[Given task] The records below need retyping in full; give them again exactly.

Begin

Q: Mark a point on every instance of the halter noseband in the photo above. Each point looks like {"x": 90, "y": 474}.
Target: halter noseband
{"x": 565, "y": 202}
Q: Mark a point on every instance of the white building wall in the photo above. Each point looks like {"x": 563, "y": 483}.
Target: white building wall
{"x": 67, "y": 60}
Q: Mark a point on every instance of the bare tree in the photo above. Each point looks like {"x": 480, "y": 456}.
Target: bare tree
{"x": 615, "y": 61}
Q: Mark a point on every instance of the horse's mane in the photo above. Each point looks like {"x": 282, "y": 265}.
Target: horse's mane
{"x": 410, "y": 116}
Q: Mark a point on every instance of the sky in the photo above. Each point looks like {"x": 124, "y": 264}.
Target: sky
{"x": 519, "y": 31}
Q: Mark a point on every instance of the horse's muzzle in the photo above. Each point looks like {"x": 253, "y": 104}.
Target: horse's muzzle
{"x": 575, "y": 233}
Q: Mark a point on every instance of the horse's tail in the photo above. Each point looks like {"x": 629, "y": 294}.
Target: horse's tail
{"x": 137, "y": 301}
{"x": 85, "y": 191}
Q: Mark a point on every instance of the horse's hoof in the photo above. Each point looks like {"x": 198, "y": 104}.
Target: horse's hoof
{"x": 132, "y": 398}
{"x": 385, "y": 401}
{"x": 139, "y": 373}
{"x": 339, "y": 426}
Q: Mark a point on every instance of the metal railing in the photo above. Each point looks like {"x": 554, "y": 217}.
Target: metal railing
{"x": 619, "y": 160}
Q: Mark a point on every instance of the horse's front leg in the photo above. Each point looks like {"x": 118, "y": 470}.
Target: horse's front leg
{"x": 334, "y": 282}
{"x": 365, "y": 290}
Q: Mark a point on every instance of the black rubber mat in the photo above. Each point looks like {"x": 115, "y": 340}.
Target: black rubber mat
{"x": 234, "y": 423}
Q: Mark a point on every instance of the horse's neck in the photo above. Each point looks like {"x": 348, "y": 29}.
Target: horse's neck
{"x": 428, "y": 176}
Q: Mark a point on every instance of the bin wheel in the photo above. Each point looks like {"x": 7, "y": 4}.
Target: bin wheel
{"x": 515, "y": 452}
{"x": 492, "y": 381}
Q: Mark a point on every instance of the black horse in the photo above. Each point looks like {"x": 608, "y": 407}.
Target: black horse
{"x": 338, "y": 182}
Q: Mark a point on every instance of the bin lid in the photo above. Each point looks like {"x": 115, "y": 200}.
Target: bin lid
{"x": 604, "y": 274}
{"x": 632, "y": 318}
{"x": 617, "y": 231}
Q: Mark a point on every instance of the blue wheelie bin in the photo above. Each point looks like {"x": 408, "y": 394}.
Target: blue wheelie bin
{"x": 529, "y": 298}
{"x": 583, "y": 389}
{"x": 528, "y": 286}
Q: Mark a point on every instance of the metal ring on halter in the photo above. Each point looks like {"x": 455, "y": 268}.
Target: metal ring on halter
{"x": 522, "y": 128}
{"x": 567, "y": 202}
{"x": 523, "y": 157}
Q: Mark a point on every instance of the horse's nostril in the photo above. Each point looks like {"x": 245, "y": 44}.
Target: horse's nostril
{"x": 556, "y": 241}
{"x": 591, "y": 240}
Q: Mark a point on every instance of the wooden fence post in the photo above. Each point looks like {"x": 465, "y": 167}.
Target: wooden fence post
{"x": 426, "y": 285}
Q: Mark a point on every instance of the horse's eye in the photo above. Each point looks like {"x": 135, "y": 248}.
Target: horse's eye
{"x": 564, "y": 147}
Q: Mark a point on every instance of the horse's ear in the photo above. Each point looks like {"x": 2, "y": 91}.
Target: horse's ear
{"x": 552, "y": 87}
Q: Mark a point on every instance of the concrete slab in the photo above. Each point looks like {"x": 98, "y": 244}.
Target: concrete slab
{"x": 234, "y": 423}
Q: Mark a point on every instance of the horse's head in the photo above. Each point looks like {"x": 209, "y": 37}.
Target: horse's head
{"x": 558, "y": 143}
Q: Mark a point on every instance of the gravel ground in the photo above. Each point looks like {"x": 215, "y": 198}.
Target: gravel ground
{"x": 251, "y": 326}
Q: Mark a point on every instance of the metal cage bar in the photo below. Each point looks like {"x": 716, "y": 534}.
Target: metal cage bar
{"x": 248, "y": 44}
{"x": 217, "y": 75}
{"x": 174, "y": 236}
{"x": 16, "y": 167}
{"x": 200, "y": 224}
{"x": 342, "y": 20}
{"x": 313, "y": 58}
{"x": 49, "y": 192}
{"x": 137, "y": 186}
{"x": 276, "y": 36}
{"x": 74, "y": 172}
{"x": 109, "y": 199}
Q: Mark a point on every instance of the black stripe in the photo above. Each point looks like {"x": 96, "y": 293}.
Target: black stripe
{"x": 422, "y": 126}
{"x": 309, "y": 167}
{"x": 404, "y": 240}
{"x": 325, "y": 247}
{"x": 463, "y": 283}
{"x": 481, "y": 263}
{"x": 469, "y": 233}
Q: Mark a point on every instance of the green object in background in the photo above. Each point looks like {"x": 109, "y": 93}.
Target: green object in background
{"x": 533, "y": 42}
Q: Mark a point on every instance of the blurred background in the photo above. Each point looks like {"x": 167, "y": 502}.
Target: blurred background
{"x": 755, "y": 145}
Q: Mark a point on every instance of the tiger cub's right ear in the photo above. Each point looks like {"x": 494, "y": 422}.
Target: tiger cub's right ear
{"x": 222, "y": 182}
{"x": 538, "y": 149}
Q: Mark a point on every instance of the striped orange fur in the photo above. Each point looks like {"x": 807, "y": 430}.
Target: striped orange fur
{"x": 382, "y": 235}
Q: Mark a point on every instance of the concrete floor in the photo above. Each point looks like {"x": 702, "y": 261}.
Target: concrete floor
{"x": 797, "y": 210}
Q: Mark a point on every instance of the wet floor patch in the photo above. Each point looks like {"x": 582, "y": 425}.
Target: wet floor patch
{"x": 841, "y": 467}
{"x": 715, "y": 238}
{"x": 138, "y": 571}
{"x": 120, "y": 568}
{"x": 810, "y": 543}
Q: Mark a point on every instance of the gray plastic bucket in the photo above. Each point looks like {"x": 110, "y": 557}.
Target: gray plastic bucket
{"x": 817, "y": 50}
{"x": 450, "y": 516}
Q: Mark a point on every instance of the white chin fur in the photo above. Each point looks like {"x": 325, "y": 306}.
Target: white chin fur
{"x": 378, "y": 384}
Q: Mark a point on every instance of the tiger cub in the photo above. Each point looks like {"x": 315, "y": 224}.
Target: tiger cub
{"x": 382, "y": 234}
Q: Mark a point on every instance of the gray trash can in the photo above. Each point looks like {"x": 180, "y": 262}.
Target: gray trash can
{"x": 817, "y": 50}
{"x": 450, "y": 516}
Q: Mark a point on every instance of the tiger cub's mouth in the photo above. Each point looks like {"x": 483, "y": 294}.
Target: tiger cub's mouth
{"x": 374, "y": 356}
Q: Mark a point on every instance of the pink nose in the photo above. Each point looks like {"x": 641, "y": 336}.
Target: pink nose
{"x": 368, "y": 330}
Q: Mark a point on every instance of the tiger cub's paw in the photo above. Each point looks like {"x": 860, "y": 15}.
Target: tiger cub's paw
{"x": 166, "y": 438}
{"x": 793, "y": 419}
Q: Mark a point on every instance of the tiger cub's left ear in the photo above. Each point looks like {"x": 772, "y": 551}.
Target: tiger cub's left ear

End

[Task response]
Q: Mark a point on every instance of the halter noseband in the photo above. Each point looks like {"x": 90, "y": 474}.
Target: halter noseband
{"x": 565, "y": 202}
Q: Mark a point on every instance of the white building wall in the photo above. Each point looks like {"x": 563, "y": 483}.
Target: white building wall
{"x": 67, "y": 60}
Q: Mark a point on every instance of the bare tree in the photo above. Each point looks like {"x": 480, "y": 456}.
Target: bare tree
{"x": 615, "y": 61}
Q: Mark a point on every instance of the horse's mane in the photo above. Each point looks like {"x": 282, "y": 265}.
Target: horse's mane
{"x": 410, "y": 116}
Q: Mark a point on every instance of the sky in the photo above. Each point looks like {"x": 124, "y": 264}.
Target: sky
{"x": 519, "y": 31}
Q: Mark a point on every instance of the horse's muzzle in the photo above. Each point looks like {"x": 253, "y": 104}.
Target: horse's muzzle
{"x": 575, "y": 233}
Q: Mark a point on every instance of the horse's tail in the photo above. Each point looks like {"x": 629, "y": 294}.
Target: horse's tail
{"x": 137, "y": 301}
{"x": 85, "y": 191}
Q: Mark a point on every instance of the horse's hoof in the photo above. Each point looks like {"x": 198, "y": 104}.
Target: horse's hoof
{"x": 132, "y": 398}
{"x": 385, "y": 401}
{"x": 139, "y": 373}
{"x": 339, "y": 426}
Q: Mark a point on every instance of the metal railing in the photo above. Each point looks like {"x": 554, "y": 217}.
Target: metal railing
{"x": 619, "y": 160}
Q: Mark a point on every instance of the horse's front leg in the photo above. Each point looks like {"x": 118, "y": 470}.
Target: horse's front leg
{"x": 334, "y": 282}
{"x": 365, "y": 290}
Q: Mark a point on every instance of the black rubber mat in the photo above. Each point looks like {"x": 115, "y": 340}.
Target: black rubber mat
{"x": 234, "y": 423}
Q: Mark a point on every instance of the horse's neck in the photo above. Each point looks like {"x": 348, "y": 29}.
Target: horse's neck
{"x": 428, "y": 176}
Q: Mark a point on every instance of the bin wheel in the photo above. Each point looks like {"x": 7, "y": 4}.
Target: bin wheel
{"x": 515, "y": 452}
{"x": 492, "y": 381}
Q: Mark a point on every instance of the black horse in the photo above. Each point looks like {"x": 608, "y": 407}.
Target: black horse
{"x": 338, "y": 182}
Q: Mark a point on every instance of the bin lid in the photo above. Each point looks like {"x": 115, "y": 200}.
Target: bin lid
{"x": 604, "y": 274}
{"x": 632, "y": 318}
{"x": 617, "y": 231}
Q: Mark a point on every instance of the blue wheelie bin in the photo above. Each point looks like {"x": 408, "y": 394}.
Target: blue wheelie bin
{"x": 529, "y": 298}
{"x": 583, "y": 389}
{"x": 528, "y": 286}
Q: Mark a point on every instance of the metal ring on halter in the photo above. Each point looks like {"x": 455, "y": 268}.
Target: metal ring on halter
{"x": 522, "y": 128}
{"x": 567, "y": 202}
{"x": 523, "y": 157}
Q: Mark a point on every instance of the horse's nostril in the photo above. Each point looks like {"x": 245, "y": 44}.
Target: horse's nostril
{"x": 556, "y": 241}
{"x": 591, "y": 240}
Q: Mark a point on every instance of the wooden fence post in the photo above. Each point looks like {"x": 465, "y": 167}.
Target: wooden fence post
{"x": 426, "y": 285}
Q: Mark a point on every instance of the horse's eye in the photo above. Each point looks like {"x": 135, "y": 248}.
Target: horse's eye
{"x": 564, "y": 147}
Q: Mark a point on every instance of the horse's ear in the photo above. Each point looks like {"x": 2, "y": 91}.
Target: horse's ear
{"x": 552, "y": 87}
Q: Mark a point on every instance of the concrete slab in the photo above. Each point looks like {"x": 98, "y": 244}.
Target: concrete slab
{"x": 234, "y": 423}
Q: Mark a point on every instance of the horse's head in the photo above. Each point looks like {"x": 209, "y": 37}.
Target: horse's head
{"x": 558, "y": 143}
Q: Mark a point on every instance of the gravel ground in the photo above. Each point looks like {"x": 215, "y": 198}.
Target: gravel ground
{"x": 251, "y": 326}
Q: Mark a point on every instance of the metal cage bar in the photo below. Each point looks like {"x": 716, "y": 534}.
Target: metal cage bar
{"x": 248, "y": 44}
{"x": 217, "y": 75}
{"x": 174, "y": 236}
{"x": 16, "y": 167}
{"x": 200, "y": 224}
{"x": 342, "y": 20}
{"x": 313, "y": 58}
{"x": 49, "y": 192}
{"x": 137, "y": 186}
{"x": 276, "y": 36}
{"x": 74, "y": 172}
{"x": 109, "y": 199}
Q: Mark a point on every instance of the black stripe in the photo above. Each point looks like {"x": 96, "y": 293}.
Target: black stripe
{"x": 422, "y": 126}
{"x": 309, "y": 167}
{"x": 404, "y": 240}
{"x": 325, "y": 247}
{"x": 463, "y": 283}
{"x": 481, "y": 263}
{"x": 469, "y": 233}
Q: Mark a point on every instance of the green object in background in the photo above. Each point looks like {"x": 109, "y": 93}.
Target: green object in background
{"x": 533, "y": 42}
Q: Mark a point on every instance of the blurred background in the photo above. Each point looks like {"x": 167, "y": 502}.
Target: blurred background
{"x": 755, "y": 145}
Q: Mark a point on every instance of the tiger cub's right ear in the photo above. Each point looks like {"x": 494, "y": 422}.
Target: tiger cub's right ear
{"x": 222, "y": 182}
{"x": 538, "y": 149}
Q: Mark a point on every instance of the striped orange fur in the photo above. Each point looks like {"x": 807, "y": 430}.
Target: striped orange fur
{"x": 382, "y": 235}
Q: Mark a point on every instance of the concrete floor in the photo above. Each point looks like {"x": 702, "y": 261}.
Target: concrete floor
{"x": 797, "y": 210}
Q: Mark a point on every instance of the wet floor patch in the photo above. Each point looks like {"x": 582, "y": 425}.
Target: wet floor patch
{"x": 841, "y": 467}
{"x": 715, "y": 238}
{"x": 138, "y": 571}
{"x": 120, "y": 568}
{"x": 810, "y": 543}
Q: Mark a point on every instance of the gray plastic bucket in the photo above. Each point looks like {"x": 110, "y": 557}.
Target: gray plastic bucket
{"x": 817, "y": 50}
{"x": 450, "y": 516}
Q: Mark a point on every instance of the white chin fur in the photo above. Each point looks like {"x": 325, "y": 306}.
Target: white chin fur
{"x": 378, "y": 384}
Q: Mark a point on every instance of the tiger cub in the photo above. Each point looks like {"x": 315, "y": 224}.
Target: tiger cub
{"x": 382, "y": 234}
Q: Mark a point on every instance of the gray trash can in the photo above. Each point looks like {"x": 180, "y": 262}.
Target: gray trash can
{"x": 817, "y": 50}
{"x": 450, "y": 516}
Q: Mark a point on every instance of the tiger cub's mouth in the photo above. Each point looks like {"x": 483, "y": 294}.
Target: tiger cub's mouth
{"x": 374, "y": 356}
Q: Mark a point on every instance of the pink nose in the photo above. Each point looks like {"x": 641, "y": 336}.
Target: pink nose
{"x": 368, "y": 330}
Q: Mark a point on every instance of the tiger cub's paw in the photo above. Each point looks like {"x": 860, "y": 15}.
Target: tiger cub's paw
{"x": 166, "y": 438}
{"x": 793, "y": 419}
Q: Mark a point on every instance of the tiger cub's left ear in the photo above. Each point looks like {"x": 772, "y": 551}.
Target: tiger cub's left ear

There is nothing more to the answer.